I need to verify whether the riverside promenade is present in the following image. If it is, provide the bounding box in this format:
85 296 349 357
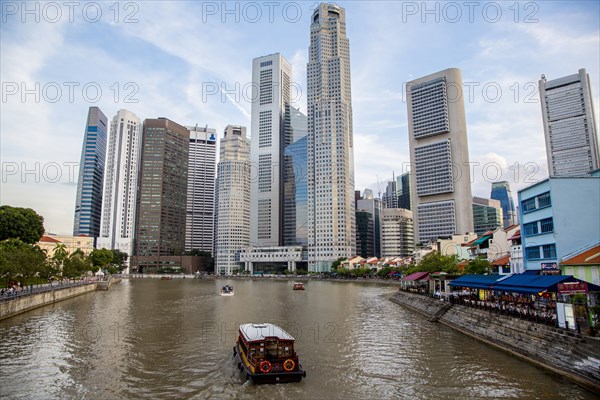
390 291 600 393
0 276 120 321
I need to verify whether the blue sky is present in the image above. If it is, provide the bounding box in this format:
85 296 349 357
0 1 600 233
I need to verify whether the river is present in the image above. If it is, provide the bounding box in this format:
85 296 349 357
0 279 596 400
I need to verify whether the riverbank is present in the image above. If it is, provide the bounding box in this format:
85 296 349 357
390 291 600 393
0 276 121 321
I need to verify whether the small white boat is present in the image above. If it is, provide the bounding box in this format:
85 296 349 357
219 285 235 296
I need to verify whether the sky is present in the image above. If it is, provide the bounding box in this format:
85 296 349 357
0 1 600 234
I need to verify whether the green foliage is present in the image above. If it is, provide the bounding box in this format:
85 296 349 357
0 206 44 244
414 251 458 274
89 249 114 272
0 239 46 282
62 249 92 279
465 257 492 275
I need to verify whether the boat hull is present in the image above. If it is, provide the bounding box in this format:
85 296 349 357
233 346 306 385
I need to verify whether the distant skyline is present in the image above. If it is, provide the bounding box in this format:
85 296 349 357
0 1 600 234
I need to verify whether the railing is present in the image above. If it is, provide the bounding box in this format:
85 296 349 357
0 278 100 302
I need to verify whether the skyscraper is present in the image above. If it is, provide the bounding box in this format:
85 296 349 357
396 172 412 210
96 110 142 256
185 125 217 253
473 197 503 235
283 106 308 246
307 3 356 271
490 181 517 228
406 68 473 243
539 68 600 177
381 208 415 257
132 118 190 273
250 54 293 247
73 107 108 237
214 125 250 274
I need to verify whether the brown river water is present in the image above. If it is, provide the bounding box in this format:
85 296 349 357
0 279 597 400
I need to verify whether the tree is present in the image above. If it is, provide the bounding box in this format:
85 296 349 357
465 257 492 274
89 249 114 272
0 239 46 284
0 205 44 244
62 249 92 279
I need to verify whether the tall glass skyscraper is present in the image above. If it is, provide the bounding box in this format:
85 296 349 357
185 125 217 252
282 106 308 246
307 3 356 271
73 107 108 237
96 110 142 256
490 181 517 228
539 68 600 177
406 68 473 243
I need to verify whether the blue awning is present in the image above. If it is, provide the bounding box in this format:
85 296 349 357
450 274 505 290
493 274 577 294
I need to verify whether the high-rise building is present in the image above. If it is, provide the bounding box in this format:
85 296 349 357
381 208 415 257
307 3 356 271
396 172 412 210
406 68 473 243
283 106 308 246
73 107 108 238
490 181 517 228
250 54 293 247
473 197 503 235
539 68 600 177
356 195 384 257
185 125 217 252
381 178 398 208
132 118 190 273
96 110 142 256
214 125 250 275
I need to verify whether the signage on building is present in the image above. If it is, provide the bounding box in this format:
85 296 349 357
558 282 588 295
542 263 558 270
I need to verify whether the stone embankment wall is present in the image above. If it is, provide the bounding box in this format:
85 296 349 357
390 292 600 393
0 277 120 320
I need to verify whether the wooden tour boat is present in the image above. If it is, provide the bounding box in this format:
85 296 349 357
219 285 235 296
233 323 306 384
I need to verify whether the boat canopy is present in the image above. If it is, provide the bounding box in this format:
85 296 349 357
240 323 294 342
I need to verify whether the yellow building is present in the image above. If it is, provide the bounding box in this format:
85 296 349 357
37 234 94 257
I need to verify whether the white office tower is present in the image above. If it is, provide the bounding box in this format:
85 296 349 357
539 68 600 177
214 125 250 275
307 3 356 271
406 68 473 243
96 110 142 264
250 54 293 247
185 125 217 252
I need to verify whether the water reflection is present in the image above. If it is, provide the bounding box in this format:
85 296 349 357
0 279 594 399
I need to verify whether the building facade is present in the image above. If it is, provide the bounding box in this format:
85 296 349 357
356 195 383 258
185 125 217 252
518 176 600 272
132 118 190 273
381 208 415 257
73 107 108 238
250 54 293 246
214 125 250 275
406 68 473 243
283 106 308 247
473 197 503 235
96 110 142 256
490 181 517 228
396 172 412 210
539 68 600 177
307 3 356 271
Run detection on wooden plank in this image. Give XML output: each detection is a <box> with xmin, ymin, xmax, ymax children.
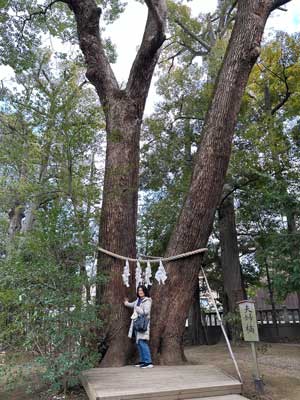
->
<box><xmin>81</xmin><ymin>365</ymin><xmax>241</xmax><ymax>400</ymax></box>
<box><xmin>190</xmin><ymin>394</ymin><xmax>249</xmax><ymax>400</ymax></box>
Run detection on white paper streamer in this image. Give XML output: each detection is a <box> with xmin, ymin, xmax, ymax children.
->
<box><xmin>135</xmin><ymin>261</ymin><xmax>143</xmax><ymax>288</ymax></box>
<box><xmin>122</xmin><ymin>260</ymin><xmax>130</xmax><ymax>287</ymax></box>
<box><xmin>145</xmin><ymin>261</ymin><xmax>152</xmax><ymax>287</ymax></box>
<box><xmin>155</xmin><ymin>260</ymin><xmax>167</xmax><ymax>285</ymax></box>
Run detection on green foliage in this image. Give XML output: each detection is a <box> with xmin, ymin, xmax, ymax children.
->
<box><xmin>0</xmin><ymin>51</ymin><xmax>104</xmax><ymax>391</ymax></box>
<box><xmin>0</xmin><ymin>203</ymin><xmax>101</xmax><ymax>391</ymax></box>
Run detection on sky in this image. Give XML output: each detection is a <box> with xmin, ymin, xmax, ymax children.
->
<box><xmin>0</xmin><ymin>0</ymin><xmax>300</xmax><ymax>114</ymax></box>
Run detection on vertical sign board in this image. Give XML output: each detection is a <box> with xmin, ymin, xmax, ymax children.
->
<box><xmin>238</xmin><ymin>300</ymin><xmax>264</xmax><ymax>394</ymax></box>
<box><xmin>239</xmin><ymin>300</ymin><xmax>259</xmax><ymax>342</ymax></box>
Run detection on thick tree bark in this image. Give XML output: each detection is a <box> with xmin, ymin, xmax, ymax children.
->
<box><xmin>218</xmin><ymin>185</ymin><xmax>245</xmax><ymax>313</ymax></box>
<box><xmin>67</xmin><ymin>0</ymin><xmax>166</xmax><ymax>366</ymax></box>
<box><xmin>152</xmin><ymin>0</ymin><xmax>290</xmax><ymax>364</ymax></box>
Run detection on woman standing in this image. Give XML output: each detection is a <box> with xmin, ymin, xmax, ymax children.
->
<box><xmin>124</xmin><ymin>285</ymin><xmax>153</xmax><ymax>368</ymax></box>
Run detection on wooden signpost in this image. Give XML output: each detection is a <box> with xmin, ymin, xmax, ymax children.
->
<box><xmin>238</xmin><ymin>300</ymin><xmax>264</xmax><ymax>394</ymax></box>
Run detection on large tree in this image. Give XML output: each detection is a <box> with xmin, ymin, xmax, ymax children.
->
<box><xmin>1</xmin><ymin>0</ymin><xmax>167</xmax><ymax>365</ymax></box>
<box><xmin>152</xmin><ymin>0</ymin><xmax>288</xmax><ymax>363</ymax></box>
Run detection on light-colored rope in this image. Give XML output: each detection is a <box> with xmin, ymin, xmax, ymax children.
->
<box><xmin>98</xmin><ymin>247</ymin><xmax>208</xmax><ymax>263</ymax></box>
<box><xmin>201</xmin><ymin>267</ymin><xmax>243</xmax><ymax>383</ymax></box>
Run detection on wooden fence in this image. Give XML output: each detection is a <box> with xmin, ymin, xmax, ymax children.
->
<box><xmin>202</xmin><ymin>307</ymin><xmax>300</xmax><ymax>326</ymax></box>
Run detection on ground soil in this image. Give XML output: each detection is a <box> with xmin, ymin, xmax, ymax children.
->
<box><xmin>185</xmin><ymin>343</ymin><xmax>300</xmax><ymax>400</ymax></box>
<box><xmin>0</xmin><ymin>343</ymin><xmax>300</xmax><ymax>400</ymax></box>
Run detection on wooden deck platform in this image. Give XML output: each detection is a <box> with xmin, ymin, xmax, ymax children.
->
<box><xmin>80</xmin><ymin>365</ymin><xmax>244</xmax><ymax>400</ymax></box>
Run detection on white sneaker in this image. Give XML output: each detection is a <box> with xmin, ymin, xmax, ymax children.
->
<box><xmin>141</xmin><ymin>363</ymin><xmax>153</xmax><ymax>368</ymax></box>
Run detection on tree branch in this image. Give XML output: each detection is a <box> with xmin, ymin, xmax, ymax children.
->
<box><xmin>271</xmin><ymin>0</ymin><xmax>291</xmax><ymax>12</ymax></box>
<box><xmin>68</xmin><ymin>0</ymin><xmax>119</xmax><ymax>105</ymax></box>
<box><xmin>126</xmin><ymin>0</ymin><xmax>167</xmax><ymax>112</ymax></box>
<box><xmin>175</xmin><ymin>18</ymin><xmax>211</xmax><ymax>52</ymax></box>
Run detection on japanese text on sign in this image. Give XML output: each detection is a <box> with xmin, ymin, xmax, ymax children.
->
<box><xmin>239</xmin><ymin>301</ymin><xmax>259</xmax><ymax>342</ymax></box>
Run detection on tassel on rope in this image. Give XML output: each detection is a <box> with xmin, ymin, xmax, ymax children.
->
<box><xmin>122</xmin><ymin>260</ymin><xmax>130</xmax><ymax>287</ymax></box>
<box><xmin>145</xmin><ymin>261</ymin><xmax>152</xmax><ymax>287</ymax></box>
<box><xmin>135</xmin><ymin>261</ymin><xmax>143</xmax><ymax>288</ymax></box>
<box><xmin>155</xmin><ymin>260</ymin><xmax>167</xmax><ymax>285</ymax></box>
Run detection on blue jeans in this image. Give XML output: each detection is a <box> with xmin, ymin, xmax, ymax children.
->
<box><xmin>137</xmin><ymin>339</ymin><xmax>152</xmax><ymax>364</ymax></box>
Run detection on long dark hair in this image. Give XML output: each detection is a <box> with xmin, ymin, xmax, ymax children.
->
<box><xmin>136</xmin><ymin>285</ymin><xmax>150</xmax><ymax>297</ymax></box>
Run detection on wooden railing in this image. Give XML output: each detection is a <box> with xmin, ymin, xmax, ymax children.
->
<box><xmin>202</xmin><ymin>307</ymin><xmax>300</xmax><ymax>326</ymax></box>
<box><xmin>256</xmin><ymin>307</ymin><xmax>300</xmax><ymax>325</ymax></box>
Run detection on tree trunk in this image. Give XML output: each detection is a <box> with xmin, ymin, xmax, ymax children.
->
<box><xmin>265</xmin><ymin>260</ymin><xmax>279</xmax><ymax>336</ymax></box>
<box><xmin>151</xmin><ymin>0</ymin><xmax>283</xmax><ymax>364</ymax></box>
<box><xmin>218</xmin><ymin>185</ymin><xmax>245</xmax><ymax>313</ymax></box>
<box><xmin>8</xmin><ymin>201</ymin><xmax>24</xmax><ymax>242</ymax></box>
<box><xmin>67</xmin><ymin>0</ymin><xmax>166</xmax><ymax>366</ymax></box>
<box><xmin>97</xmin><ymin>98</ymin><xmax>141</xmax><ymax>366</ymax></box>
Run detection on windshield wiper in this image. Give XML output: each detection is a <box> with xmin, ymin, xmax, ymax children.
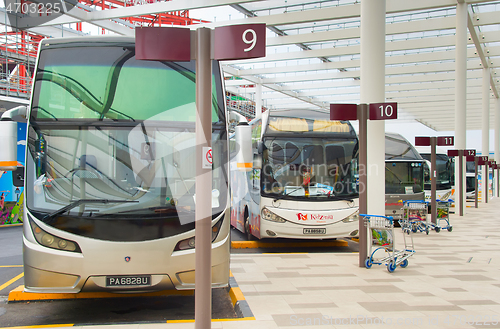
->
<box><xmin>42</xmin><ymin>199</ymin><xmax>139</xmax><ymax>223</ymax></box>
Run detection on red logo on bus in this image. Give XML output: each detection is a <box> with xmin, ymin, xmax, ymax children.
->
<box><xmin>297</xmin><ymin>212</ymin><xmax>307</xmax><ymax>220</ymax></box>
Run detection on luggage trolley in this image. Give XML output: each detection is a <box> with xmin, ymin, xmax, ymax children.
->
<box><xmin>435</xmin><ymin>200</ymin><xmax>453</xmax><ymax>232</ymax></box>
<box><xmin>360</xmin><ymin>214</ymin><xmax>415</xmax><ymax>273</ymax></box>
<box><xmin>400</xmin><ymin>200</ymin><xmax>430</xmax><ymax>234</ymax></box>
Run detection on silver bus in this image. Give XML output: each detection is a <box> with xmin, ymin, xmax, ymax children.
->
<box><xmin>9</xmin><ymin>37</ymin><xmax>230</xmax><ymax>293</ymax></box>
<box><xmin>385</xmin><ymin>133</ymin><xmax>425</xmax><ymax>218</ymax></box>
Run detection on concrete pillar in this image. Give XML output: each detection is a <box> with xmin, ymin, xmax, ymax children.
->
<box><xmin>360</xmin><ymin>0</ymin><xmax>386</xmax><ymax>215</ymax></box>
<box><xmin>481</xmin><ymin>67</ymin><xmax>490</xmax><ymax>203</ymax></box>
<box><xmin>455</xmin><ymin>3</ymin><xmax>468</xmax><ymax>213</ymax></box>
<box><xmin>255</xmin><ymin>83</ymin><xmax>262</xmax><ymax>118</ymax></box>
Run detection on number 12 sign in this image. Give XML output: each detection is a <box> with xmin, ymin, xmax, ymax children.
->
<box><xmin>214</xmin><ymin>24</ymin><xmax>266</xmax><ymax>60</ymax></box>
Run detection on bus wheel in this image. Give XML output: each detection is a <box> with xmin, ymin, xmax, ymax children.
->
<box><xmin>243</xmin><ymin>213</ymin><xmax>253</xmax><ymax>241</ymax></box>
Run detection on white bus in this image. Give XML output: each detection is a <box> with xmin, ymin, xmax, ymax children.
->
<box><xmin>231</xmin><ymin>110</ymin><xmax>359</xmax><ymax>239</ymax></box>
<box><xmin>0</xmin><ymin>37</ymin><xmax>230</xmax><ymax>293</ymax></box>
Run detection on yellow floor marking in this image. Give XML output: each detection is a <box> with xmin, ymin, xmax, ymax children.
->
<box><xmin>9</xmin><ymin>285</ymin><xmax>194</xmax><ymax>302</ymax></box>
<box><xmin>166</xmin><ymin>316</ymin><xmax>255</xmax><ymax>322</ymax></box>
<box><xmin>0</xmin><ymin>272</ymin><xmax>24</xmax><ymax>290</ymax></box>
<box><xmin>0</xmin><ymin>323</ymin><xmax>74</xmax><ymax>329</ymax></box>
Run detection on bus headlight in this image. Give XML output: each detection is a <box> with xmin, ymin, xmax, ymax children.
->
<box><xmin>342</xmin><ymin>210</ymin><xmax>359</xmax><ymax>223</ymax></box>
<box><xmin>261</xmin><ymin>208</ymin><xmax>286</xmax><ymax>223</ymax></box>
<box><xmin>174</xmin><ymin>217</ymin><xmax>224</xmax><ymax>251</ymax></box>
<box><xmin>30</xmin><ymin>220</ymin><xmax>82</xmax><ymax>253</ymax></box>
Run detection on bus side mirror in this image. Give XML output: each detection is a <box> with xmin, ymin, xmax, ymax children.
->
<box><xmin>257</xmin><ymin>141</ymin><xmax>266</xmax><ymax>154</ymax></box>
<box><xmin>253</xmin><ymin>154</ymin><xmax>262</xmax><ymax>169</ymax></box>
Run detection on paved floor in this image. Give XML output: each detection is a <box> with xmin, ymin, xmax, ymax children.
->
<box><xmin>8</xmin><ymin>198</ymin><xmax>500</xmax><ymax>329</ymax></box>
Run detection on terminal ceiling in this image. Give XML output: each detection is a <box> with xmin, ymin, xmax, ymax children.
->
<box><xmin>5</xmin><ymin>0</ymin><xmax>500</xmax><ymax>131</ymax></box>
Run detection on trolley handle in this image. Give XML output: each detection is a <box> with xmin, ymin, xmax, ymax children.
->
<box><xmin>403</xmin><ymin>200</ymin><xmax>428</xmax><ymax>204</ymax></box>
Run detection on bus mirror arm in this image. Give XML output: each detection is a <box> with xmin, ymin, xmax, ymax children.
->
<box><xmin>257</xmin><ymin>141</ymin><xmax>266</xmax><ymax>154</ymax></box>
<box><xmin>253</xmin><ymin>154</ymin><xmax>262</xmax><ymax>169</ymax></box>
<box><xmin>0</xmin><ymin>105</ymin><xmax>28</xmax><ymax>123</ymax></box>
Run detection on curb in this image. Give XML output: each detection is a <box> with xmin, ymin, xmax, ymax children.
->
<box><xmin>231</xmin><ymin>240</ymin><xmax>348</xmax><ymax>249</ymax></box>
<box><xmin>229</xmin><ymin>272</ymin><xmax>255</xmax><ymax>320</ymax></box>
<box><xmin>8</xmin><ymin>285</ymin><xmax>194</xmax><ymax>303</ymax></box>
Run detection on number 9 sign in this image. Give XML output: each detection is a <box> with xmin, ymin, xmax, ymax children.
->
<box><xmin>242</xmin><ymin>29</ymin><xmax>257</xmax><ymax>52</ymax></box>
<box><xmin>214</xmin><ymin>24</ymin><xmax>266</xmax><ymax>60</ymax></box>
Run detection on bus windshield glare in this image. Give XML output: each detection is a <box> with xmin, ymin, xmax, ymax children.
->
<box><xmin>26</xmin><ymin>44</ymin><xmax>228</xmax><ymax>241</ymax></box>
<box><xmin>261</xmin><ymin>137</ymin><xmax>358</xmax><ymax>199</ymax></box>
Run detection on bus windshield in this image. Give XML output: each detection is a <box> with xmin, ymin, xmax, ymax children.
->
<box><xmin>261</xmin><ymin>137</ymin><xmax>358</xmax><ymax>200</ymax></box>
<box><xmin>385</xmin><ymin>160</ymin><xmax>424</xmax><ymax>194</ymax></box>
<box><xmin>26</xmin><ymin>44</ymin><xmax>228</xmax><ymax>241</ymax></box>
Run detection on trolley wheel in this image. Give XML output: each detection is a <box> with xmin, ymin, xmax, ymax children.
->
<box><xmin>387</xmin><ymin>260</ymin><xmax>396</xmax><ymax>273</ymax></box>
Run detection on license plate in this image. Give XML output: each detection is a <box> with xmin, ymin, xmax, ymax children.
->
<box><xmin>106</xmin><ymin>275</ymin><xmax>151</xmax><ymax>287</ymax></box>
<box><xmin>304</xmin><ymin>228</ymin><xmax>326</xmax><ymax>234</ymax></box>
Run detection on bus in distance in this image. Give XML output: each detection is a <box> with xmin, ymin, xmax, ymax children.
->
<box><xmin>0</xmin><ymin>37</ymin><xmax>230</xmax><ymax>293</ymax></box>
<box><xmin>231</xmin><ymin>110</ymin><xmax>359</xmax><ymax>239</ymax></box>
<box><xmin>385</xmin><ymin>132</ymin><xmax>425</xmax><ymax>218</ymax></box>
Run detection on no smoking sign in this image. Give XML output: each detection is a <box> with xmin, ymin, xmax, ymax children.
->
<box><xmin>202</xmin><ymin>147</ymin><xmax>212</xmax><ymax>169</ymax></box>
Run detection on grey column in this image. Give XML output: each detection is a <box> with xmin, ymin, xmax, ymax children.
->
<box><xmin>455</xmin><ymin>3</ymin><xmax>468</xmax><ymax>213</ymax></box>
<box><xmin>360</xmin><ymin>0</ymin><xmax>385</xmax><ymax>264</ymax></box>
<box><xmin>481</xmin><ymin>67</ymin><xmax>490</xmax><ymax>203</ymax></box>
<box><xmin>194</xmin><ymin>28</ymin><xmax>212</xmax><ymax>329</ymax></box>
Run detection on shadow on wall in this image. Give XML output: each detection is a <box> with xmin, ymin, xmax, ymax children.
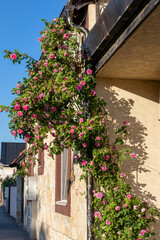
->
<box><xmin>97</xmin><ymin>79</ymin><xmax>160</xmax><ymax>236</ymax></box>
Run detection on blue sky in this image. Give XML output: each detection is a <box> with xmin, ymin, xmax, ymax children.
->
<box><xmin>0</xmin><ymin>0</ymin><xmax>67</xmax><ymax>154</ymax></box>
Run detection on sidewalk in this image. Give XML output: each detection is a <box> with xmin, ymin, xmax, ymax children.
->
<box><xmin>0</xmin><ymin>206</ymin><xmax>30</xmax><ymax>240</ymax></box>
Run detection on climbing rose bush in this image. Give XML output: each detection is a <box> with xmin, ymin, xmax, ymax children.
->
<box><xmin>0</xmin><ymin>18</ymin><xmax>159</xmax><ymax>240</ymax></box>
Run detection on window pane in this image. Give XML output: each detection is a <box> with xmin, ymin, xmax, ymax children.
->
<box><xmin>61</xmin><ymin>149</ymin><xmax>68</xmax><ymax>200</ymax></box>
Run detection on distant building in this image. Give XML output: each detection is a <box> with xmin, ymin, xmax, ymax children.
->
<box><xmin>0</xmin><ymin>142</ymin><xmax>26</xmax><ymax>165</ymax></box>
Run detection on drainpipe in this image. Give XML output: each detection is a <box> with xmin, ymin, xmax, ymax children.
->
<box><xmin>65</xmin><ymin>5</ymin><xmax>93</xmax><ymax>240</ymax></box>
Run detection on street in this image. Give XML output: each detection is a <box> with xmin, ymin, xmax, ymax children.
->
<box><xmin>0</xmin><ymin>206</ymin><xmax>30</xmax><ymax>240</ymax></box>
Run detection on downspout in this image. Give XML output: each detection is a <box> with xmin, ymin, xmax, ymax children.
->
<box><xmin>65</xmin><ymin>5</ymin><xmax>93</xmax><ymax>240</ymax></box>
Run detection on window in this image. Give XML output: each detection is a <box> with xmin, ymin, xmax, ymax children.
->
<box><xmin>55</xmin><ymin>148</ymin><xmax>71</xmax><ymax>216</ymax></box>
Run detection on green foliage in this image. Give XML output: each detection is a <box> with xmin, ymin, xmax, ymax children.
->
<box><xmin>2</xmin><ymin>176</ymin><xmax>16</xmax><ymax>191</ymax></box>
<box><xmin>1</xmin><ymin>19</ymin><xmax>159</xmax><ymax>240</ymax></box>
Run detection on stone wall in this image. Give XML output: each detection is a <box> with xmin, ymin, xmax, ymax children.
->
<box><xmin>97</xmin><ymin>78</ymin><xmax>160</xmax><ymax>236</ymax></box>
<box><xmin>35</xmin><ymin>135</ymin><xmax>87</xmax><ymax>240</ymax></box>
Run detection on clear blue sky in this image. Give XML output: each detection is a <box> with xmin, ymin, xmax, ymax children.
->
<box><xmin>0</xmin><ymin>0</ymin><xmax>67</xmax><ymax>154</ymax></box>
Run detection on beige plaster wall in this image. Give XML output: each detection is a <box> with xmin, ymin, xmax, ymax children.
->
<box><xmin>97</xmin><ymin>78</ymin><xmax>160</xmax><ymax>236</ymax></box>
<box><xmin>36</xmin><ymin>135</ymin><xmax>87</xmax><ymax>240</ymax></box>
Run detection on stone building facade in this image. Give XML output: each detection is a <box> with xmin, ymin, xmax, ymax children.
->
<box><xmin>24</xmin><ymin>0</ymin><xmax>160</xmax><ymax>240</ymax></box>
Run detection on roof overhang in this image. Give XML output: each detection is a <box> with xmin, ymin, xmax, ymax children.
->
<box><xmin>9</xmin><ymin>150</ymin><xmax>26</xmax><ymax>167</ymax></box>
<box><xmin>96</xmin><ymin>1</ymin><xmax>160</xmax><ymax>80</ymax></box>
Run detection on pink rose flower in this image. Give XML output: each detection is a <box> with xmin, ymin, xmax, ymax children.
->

■ Your task ■
Could you edit the lines starting at the one that contains "Run detection on clear" and continuing through the last line, changing "beige plaster wall" to "cream plaster wall" and leaving everything else unchanged? Give back only those lines.

■ Response for this exercise ■
Run detection on clear blue sky in this image. Give XML output: each detection is a <box> with xmin, ymin, xmax, ymax children.
->
<box><xmin>0</xmin><ymin>0</ymin><xmax>67</xmax><ymax>154</ymax></box>
Run detection on cream plaster wall in this image. Give XML output: each detection is a <box> with xmin, ymin, xmax, ymax children.
->
<box><xmin>97</xmin><ymin>78</ymin><xmax>160</xmax><ymax>236</ymax></box>
<box><xmin>36</xmin><ymin>135</ymin><xmax>87</xmax><ymax>240</ymax></box>
Run detection on stone building facade in this image. Give XML output: each detection is a <box> with xmin, ymin, xmax, ymax children.
->
<box><xmin>24</xmin><ymin>0</ymin><xmax>160</xmax><ymax>240</ymax></box>
Run detection on roof overhang in this image. Give XML output: each detection is a <box> with xmin, ymin, xmax, ymax children.
->
<box><xmin>9</xmin><ymin>150</ymin><xmax>26</xmax><ymax>167</ymax></box>
<box><xmin>96</xmin><ymin>1</ymin><xmax>160</xmax><ymax>80</ymax></box>
Run detection on pink rose flower in this image. Give XML output: each detection is a <box> with xmin, ymin, xmax, ymax children.
->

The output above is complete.